»»

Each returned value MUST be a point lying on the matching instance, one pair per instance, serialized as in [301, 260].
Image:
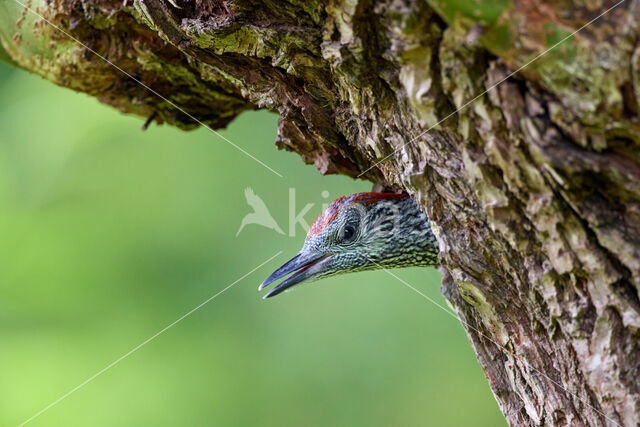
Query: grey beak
[302, 267]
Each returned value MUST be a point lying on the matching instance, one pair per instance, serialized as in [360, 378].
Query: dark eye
[348, 233]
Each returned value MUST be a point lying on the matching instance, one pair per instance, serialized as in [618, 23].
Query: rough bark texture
[533, 189]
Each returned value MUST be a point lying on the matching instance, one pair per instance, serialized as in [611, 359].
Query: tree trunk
[533, 189]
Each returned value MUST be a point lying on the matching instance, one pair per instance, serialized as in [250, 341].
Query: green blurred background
[110, 233]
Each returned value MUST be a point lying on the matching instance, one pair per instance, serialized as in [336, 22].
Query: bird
[362, 231]
[260, 214]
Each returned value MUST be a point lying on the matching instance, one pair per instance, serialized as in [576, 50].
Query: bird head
[362, 231]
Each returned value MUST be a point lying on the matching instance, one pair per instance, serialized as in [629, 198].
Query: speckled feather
[363, 231]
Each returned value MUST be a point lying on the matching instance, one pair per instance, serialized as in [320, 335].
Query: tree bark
[533, 189]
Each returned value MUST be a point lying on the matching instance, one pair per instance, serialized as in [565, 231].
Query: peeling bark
[533, 189]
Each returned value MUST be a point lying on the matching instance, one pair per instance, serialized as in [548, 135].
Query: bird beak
[303, 267]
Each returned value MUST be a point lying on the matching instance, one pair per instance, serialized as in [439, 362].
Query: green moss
[486, 12]
[565, 49]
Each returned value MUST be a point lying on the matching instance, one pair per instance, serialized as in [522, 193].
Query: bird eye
[348, 233]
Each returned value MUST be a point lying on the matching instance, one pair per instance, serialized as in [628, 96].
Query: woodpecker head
[363, 231]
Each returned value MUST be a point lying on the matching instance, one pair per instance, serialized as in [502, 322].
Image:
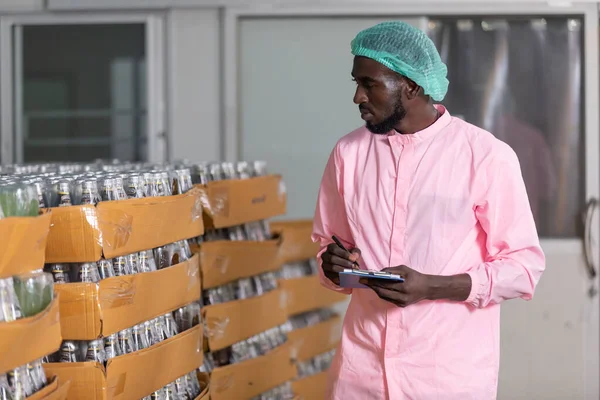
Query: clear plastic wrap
[117, 228]
[229, 202]
[248, 378]
[231, 322]
[29, 319]
[126, 376]
[23, 244]
[106, 297]
[296, 242]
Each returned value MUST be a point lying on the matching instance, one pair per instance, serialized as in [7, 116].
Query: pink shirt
[446, 200]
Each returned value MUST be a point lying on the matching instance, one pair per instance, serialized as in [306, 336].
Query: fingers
[401, 270]
[333, 277]
[354, 255]
[391, 296]
[336, 250]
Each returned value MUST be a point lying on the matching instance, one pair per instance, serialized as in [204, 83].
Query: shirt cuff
[477, 288]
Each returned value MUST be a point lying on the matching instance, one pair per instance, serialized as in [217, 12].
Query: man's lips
[365, 114]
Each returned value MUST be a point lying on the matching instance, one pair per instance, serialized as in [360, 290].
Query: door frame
[11, 101]
[591, 49]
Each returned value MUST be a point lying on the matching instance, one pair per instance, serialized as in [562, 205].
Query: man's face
[378, 95]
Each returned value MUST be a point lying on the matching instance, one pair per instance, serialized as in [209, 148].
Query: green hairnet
[407, 51]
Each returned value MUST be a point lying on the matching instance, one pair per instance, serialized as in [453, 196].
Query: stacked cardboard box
[227, 204]
[89, 311]
[306, 295]
[22, 250]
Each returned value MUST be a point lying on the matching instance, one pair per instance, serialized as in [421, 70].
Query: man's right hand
[336, 259]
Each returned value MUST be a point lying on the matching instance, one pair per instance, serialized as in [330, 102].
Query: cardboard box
[234, 321]
[296, 244]
[253, 377]
[204, 380]
[28, 339]
[312, 387]
[237, 201]
[54, 390]
[91, 310]
[307, 294]
[23, 244]
[226, 261]
[135, 375]
[116, 228]
[317, 339]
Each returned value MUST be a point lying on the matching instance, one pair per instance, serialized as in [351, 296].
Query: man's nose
[360, 96]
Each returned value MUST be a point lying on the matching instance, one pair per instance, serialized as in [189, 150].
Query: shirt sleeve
[330, 216]
[515, 261]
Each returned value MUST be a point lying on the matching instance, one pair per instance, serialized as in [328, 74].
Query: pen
[341, 246]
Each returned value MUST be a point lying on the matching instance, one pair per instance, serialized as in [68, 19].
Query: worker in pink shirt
[436, 200]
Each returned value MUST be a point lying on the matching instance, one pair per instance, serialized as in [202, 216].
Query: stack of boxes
[309, 301]
[240, 370]
[91, 311]
[245, 330]
[28, 338]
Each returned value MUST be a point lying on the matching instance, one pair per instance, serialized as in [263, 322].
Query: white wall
[194, 104]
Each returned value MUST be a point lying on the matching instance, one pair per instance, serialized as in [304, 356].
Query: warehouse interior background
[158, 80]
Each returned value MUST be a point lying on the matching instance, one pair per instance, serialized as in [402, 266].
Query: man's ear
[412, 89]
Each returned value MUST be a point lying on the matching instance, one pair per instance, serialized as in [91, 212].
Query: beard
[390, 122]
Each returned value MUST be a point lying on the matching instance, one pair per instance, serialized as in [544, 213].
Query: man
[440, 202]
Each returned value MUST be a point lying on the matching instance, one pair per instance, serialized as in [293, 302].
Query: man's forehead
[364, 67]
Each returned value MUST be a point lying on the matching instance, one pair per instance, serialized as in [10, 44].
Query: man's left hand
[416, 286]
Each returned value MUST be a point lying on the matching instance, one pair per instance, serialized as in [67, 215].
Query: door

««

> **TASK TO CARRY OUT**:
Write out all the items above again, swapping "matching instance" for "corresponding instance" wherever it occurs and keeping everything else unchanged. Leave the pictures out.

> **REPLY**:
Each returned value MUST be a point lying on the corresponding instance, one pair per instance, serialized as in [301, 260].
Image:
Query: grey beak
[302, 267]
Each returned value MUST be a point lying on the corresponding instance, one pair per instance, serialized as in [360, 378].
Query: dark eye
[348, 233]
Each returned value MUST be a point lying on the corresponding instance, one pair per instance, serialized as in [618, 23].
Query: rough bark texture
[533, 189]
Each returned value MUST be a point lying on the corresponding instance, one pair per instance, serialized as in [611, 359].
Query: tree trunk
[533, 189]
Each returned value MUST be a point lying on the corresponding instance, one pair per instance, serialized as in [250, 341].
Query: green blurred background
[110, 233]
Each returned value MUST be a point lying on the corresponding instance, one pair per instance, serialized as in [336, 22].
Query: bird
[362, 231]
[260, 214]
Each returned value MUST be a point lying on the corresponding instance, one pair per instance, serialized as in [576, 50].
Query: bird head
[362, 231]
Each returned value MUST be a point lying on the corresponding instance, one pair per instance, serialized as in [629, 198].
Query: speckled feather
[363, 231]
Each returned value MUST be a point lying on the corresponding instance, one pair per instance, serialized as in [320, 335].
Query: tree bark
[533, 189]
Each returned value MUST be a point lying on the corresponding instance, one pair per instance, serialized as in [565, 231].
Query: peeling bark
[533, 189]
Each returned value MUST be a point lying on the corresponding instance, one pair per instance, serialized as in [548, 135].
Query: bird beak
[303, 267]
Each returned value MUST be a point lying on the corresponding instance, one pair per instance, serialized as in [439, 362].
Query: green moss
[486, 12]
[565, 49]
Each returned value MUST be a point lying on the corresponding instance, one pair per instance, serialized as in [522, 193].
Query: bird eye
[348, 233]
Each returned value MUST be a point lying on the corresponding instance, one pair per instance, serialized as in [628, 96].
Query: woodpecker head
[363, 231]
Each returned value MUST be a point lying on the corresponding instance, one pair per instance, serialized as in [502, 322].
Image:
Query: clear plastic wrap
[117, 228]
[229, 202]
[248, 378]
[231, 322]
[29, 319]
[126, 376]
[23, 244]
[106, 297]
[296, 242]
Each returned value MUST be a point lying on the corresponding instance, one pair per instance, serialized as in [7, 116].
Query: pink shirt
[446, 200]
Each returned value MUST be a point lying on the corresponding instance, one pair per instance, serialized as in [306, 336].
Query: fingers
[401, 270]
[333, 277]
[354, 255]
[391, 296]
[336, 250]
Each returned value MUST be a point lying on the corresponding instance, one pair per instance, serialized as in [204, 83].
Query: shirt cuff
[477, 288]
Each returned value MUST be a point lying on the corresponding instance, one pair per instance, serialized as in [217, 12].
Query: man's lips
[365, 114]
Each returned value MUST be a point lying on the corresponding instance, one pair per instance, serialized as in [360, 290].
Query: door frame
[11, 101]
[591, 49]
Each returned value MUST be a point lying on the corresponding instance, one pair per instance, serialized as in [562, 205].
Query: man's face
[378, 95]
Each returned value MUST be a point lying on the corresponding instance, one pair per instance, serialized as in [209, 148].
Query: green hairnet
[407, 51]
Each returned value MUST be a point lying on the corresponding instance, one pair per instance, serialized as in [453, 196].
Query: stacked cardboard box
[227, 204]
[89, 311]
[306, 295]
[22, 250]
Each returned value MUST be a point lying on the corresponding instance, one pair per instance, serialized as in [421, 70].
Query: man's right hand
[336, 259]
Each returned value MUST be a point lying on the corresponding instance, one pair per instance, serialized as in [330, 102].
Query: cardboard box
[234, 321]
[296, 244]
[253, 377]
[204, 380]
[28, 339]
[312, 387]
[237, 201]
[54, 390]
[91, 310]
[307, 294]
[23, 244]
[226, 261]
[135, 375]
[116, 228]
[317, 339]
Each returned value MUST be a point lying on the corresponding instance, one pair per instance, serialized as in [351, 296].
Query: man's nose
[360, 96]
Each returned value MUST be a point lying on the corresponding instance, one pair per instance, serialized as in [189, 150].
Query: shirt sleeve
[330, 216]
[515, 261]
Each returned value MUST be a point lying on the corresponding instance, one pair per instance, serialized as in [328, 74].
Query: pen
[341, 246]
Each returned value MUST be a point lying on the corresponding instance, one pair per instance, serialized as in [68, 19].
Query: worker in pink shirt
[436, 200]
Each returned value MUST be a point lying on the corresponding instance, one pair per instance, serialized as in [202, 216].
Query: stack of boxes
[309, 301]
[240, 370]
[91, 311]
[245, 330]
[28, 338]
Each returned value MUST be a point lying on the corresponding instance, one pair per instance, serialized as in [263, 322].
Query: white wall
[194, 104]
Each returned value MUST be a point lying on the corresponding instance, one pair per instance, serialized as in [304, 356].
Query: warehouse interior background
[158, 80]
Each returned value MUST be a point lying on the corresponding instance, one pair per instance, serialized as in [402, 266].
Query: man's ear
[412, 89]
Each returned value MUST be a point lying on the corresponding instance, one pair per instance, serialized as in [91, 212].
Query: beard
[390, 122]
Each returned value MUST be a point lying on the corresponding instance, one pair per instance, serialized as in [544, 213].
Query: man
[440, 202]
Each returned value MUST be a point lying on the corresponding instance, one pair per instance, serialized as in [293, 302].
Query: man's forehead
[364, 67]
Each returned value MUST be a point lying on the corresponding instance, one pair per instance, serialized as in [10, 44].
Query: man's left hand
[416, 286]
Each returned value MUST be a point lying on the corresponding instance, one pair per instance, serialized as in [67, 215].
Query: door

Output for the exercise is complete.